■ LIST OF TASKS ■
A. In the research area overview, reproduce word for word the passage from "Research Area" up to and including "on existing benchmarks.".
B. Extend the research area overview with new text that follows on from its last sentence.

■ DOCUMENT EXTRACT ■
-- Opening Marker --

Research Area

We develop adversarial in-context learning (ICL) attacks that hijack LLM outputs using imperceptible suffixes and propose defense strategies to restore safety. Our gradient-guided method achieves high stealthiness and transferability, while defenses using clean demos effectively recover model alignment and robustness. 

We design algorithms (ASU) that enable large language models to forget unwanted or sensitive knowledge while preserving overall utility. Our self-distillation framework effectively removes targeted information across various scenarios, achieving strong performance on existing benchmarks. 

We develop generative vision–language frameworks that unify perception and language understanding for grounded spatial reasoning. Our approach combines effective text generation with reasoning-driven segmentation, advancing scene comprehension and accessibility-aware navigation through spatially coherent and interpretable outputs across diverse environments.

We design frameworks that bridge the gap between visual and textual understanding in medical imaging. By aligning structured visual features with clinical language representations, our work enhances cross-modal reasoning and enables more accurate segmentation of anatomical and pathological regions across various modalities. 

We develop accurate, hardware friendly and privacy/power consumption-aware on-device AI systems for natural language processing and medical imaging processing.

-- Closing Marker --

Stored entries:
-- Opening Marker --

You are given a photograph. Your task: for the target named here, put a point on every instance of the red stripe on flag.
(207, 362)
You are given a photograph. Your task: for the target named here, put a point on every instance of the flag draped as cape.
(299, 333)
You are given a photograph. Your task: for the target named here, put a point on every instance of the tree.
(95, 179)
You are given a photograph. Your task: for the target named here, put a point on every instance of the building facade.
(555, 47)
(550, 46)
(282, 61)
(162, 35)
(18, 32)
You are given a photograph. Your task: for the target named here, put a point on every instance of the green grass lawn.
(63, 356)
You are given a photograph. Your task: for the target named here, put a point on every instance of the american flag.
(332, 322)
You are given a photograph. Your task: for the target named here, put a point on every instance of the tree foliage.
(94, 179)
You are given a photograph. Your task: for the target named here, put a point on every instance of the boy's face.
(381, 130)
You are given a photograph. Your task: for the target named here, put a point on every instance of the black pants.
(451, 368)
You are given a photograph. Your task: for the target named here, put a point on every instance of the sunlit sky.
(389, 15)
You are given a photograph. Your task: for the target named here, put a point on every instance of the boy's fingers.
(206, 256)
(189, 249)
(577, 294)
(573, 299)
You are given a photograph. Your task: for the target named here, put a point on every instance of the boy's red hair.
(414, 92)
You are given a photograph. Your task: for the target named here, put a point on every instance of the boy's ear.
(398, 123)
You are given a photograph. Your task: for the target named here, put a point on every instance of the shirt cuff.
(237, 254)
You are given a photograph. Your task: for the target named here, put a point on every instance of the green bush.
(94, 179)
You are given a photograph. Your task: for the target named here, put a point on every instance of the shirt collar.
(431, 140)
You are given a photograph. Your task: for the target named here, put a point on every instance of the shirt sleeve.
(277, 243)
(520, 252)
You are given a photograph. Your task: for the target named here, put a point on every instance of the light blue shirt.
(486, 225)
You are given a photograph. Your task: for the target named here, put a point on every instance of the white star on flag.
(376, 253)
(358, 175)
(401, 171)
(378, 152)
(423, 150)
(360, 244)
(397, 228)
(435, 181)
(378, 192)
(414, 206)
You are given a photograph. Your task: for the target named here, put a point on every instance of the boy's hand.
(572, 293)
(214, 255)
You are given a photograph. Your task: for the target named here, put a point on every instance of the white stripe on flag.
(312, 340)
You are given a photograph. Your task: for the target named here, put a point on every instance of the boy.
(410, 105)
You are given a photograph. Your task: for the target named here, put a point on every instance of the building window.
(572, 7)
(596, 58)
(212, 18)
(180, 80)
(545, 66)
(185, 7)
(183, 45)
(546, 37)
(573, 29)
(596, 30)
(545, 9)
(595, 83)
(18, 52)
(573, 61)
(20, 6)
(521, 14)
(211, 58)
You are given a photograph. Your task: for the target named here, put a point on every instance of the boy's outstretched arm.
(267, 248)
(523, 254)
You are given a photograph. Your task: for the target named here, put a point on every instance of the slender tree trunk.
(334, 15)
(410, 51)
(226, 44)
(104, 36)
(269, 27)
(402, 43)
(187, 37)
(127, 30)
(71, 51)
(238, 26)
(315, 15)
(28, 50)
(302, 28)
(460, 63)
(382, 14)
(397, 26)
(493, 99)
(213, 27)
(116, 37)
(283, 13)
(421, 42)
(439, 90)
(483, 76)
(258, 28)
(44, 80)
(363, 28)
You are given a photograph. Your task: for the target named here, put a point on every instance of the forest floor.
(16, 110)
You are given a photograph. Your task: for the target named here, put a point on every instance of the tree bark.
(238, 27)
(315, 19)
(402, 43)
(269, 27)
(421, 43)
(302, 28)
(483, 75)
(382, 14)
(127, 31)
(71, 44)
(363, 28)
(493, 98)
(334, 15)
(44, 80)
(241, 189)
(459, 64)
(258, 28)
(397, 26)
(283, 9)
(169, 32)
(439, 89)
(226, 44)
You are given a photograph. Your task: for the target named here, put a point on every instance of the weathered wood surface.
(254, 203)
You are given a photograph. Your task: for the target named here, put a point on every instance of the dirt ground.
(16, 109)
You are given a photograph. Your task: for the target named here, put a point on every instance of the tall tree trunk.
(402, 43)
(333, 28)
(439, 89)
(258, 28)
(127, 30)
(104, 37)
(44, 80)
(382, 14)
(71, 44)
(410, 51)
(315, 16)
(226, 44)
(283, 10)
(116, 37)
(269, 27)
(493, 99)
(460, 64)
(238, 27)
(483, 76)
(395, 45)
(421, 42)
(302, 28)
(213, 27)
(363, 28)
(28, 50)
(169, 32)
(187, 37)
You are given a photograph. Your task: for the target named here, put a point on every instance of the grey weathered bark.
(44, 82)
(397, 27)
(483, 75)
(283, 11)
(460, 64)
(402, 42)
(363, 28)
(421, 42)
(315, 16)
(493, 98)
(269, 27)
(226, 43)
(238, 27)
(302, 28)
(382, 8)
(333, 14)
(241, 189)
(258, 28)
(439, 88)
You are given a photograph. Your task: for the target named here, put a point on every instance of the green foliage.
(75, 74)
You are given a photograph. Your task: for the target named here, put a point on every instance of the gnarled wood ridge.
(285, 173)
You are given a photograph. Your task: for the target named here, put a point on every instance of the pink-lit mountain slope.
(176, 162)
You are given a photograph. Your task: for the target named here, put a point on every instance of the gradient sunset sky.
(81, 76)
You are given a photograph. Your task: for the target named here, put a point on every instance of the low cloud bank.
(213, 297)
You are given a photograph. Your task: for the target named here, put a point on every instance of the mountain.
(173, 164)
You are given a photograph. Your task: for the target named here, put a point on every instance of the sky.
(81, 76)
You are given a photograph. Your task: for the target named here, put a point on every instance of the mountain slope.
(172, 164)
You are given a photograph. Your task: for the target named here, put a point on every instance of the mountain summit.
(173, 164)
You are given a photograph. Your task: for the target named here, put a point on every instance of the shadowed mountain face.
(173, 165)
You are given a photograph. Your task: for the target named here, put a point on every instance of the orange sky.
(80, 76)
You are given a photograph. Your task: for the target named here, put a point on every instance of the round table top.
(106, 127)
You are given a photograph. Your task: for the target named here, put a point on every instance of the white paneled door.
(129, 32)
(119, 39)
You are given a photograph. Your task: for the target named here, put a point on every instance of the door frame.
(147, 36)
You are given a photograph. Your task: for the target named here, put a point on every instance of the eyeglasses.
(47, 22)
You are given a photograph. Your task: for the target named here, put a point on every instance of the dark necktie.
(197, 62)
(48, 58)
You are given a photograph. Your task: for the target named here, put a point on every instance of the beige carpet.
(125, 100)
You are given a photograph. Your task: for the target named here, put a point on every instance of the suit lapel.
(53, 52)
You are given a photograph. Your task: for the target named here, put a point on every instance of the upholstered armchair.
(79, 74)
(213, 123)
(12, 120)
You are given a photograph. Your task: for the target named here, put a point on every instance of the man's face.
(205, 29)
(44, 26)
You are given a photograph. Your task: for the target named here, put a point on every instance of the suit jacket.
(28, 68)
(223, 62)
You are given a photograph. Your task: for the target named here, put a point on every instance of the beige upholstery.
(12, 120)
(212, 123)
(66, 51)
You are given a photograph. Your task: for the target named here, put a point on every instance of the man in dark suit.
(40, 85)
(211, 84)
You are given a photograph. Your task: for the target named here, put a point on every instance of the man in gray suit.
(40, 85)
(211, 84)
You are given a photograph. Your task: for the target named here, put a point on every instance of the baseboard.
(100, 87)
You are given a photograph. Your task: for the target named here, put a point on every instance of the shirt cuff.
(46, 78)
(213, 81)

-- Closing Marker --

■ ANSWERS IN ORDER ■
A.
Research Area

We develop adversarial in-context learning (ICL) attacks that hijack LLM outputs using imperceptible suffixes and propose defense strategies to restore safety. Our gradient-guided method achieves high stealthiness and transferability, while defenses using clean demos effectively recover model alignment and robustness. 

We design algorithms (ASU) that enable large language models to forget unwanted or sensitive knowledge while preserving overall utility. Our self-distillation framework effectively removes targeted information across various scenarios, achieving strong performance on existing benchmarks.

B.
We develop spatial-temporal machine learning models and online algorithms to leverage the geocoded IoT data for learning feature representation, forecast and anomaly detection.  

We design fairness-aware decision support system to address the sampling, social, algorithmic biases in predictive analytics.

We develop medical AI system to automatic interpret medical images with visual aid by exploiting convolutional and recurrent neural networks to extract visual and textual features. 

We use domain knowledge in the format of meta-data to design interpretable feature mapping and learning approaches for explainable and personalized recommendation.  

We apply 4D CNN model and algorithm to learn the key developmental features from fMRI images.

We employ natural language generation models to develop context-aware and location-based conversational agent.